Dataset records about object locations
========================================================================

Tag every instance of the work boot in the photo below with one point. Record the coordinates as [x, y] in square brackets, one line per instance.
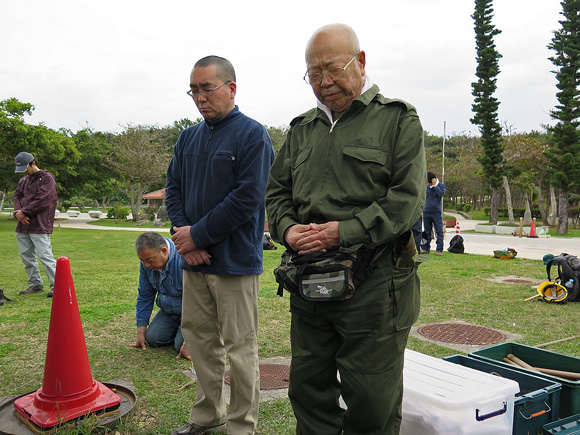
[32, 289]
[195, 429]
[3, 298]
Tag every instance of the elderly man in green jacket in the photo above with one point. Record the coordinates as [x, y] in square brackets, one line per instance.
[350, 175]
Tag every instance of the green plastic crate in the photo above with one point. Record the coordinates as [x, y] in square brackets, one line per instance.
[566, 426]
[538, 402]
[570, 394]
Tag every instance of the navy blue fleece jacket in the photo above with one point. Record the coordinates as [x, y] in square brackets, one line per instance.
[216, 183]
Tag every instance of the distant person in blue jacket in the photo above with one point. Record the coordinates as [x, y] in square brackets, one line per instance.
[216, 187]
[160, 278]
[433, 213]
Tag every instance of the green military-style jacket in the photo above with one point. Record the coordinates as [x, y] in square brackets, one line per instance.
[367, 171]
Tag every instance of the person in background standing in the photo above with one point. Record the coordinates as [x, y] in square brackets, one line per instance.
[433, 214]
[34, 207]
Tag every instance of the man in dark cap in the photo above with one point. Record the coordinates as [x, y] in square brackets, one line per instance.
[34, 206]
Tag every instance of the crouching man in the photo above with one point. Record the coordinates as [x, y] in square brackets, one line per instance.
[160, 280]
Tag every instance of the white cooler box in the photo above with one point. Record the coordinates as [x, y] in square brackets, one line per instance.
[440, 397]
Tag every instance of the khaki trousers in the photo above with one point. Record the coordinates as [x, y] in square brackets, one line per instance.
[219, 316]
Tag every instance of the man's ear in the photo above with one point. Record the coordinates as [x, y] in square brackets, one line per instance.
[232, 86]
[361, 59]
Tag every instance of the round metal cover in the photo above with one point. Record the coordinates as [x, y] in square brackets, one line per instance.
[10, 424]
[272, 376]
[518, 281]
[458, 333]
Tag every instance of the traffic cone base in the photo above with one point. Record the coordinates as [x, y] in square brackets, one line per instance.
[45, 413]
[69, 391]
[533, 230]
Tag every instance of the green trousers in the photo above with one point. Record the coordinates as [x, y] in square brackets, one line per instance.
[363, 339]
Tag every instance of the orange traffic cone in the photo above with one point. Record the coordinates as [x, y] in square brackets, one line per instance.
[68, 390]
[533, 230]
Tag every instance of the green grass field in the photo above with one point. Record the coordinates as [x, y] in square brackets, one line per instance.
[105, 272]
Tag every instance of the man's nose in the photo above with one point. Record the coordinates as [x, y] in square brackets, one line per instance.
[326, 80]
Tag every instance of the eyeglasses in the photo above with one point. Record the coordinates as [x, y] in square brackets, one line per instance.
[205, 92]
[333, 74]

========================================================================

* Stated exercise *
Except for the pictures, reproduce every line exactly.

* The solution *
Tag every instance of the work boot in the photo below with one point. Record the coordinates as [x, y] in square brackets, one line per instance.
[32, 289]
[195, 429]
[3, 298]
Tag every instance of the elderly man in green jacket in the photo above with one point. Record the coordinates as [x, y] in square brackets, one line per instance.
[350, 175]
Tag every instance of the green plastic crate in the photo above with one point. Record the coordinates as [x, y] in square brackets, one line per instance.
[566, 426]
[538, 402]
[570, 394]
Tag every instance of the navy blue fleece jacket in the photo above with one point. Record the coordinates as [x, y] in square brackets, one line per instance.
[216, 183]
Tag every instance of the distant person in blue jacket in the photo above with one point. Record the coordinates as [x, y] in square brackets, one line per instance.
[216, 187]
[160, 278]
[433, 213]
Tag every instance of the green military-style jacket in the photo above with one point. Record the coordinates as [x, y] in square brackets, one line per instance.
[367, 171]
Tag every instance of the person in background standing in the photo above with one point. Record the coordinates as [x, y] in square brackets, one line per instance.
[433, 214]
[34, 207]
Tag every instance of the man in dark cap in the photo above with one point. Record the coordinates as [x, y] in square brackets, one line per instance.
[34, 206]
Tag every instance of the crouching man in the photo above with one point. Record the coordinates as [x, y] in square brackets, one line per instance.
[160, 280]
Tag every instance of the white cooler box in the photo above with one point. Record the coordinates as [x, y] in square brackets, one line per instance.
[440, 397]
Tag every instance of the khaki trousers in the photo above with one point. Record the coordinates as [x, y] in square brackets, one line per instance.
[219, 316]
Tag every instance of the man's ear in the photo above with one point. Record the coordinates as [x, y] in square brackets, one line per instance.
[232, 86]
[361, 59]
Tag every instance of the round metal cover in the photo above with one point. Record the coordinates as [x, y] in square brackets, one line per instance.
[10, 424]
[272, 376]
[518, 281]
[458, 333]
Tag every instance of the traffic cone base in the photo above with one point. Record the coordinates as [x, y] in square brackets, one line per instance.
[45, 413]
[69, 391]
[533, 230]
Tag every instance of the green trousers in the photo above with one point. Record the coordinates as [x, y] in square brackets, one line per instance.
[363, 339]
Tag every instance of the orange traffic cone in the photo above with one point. Record the coordinates as [x, y] in square brackets, one line per instance.
[68, 390]
[533, 230]
Tag every instance of the green grass field in the photo above with one point. Record the coordinates as [x, y] in square brackets, one line per instance.
[105, 272]
Tag every instance of the man's nose in the photo above with one point. Record the coordinates as [x, y] in square brackets, one line per instance.
[326, 80]
Tag every instance of the eyeglasses in the photo above with one point. Record the coordinates as [x, y] in square brackets, one line per instance.
[205, 92]
[333, 74]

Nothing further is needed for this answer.